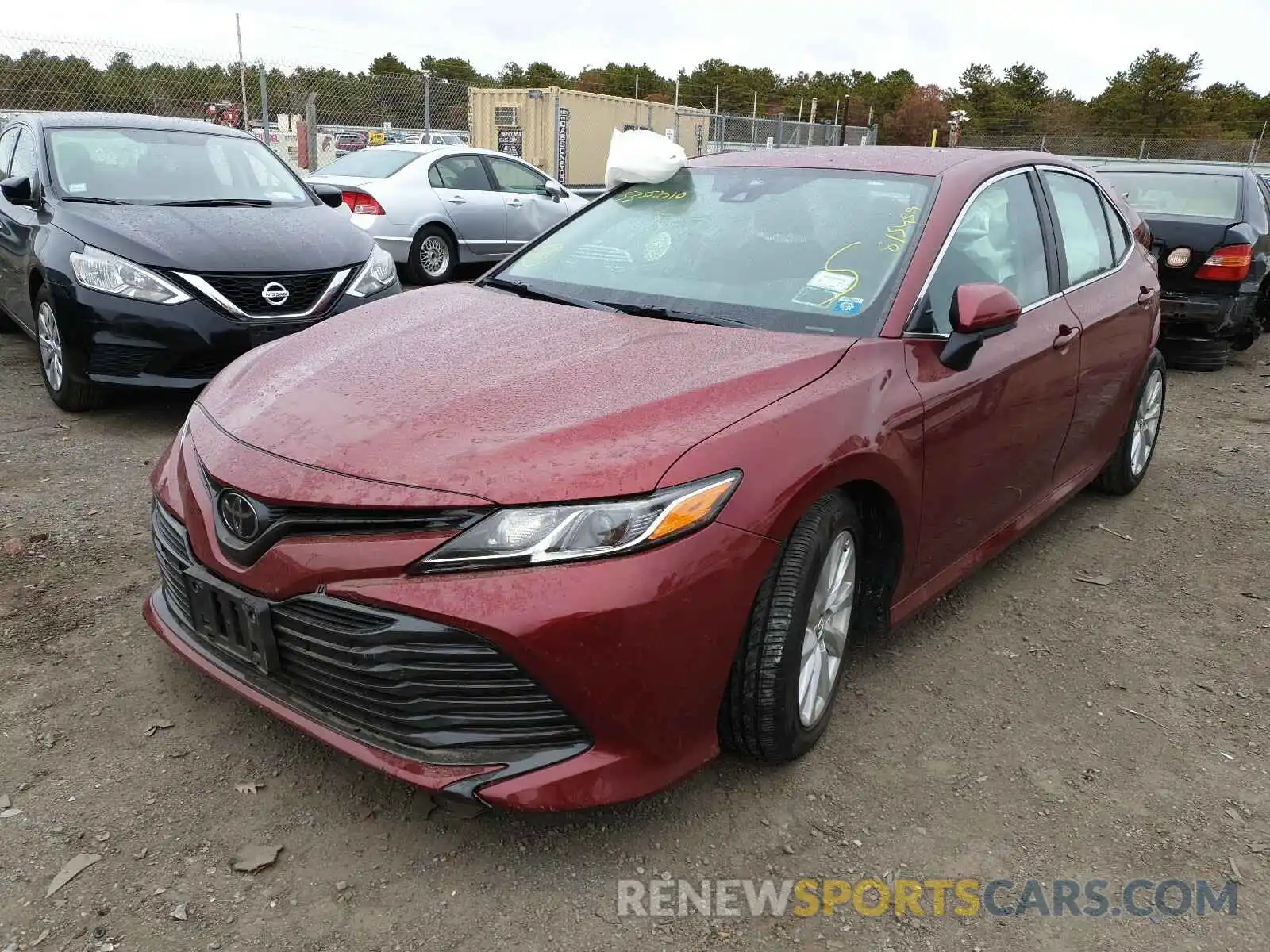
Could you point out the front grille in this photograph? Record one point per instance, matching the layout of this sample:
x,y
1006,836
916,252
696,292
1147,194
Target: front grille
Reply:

....

EXERCISE:
Search the entries above for the string "front". Copy each line that holds it.

WRITTEN RESPONSE:
Could you point out the front grille in this photograph? Record one point per instance, matching the layout of this sample:
Target: front grille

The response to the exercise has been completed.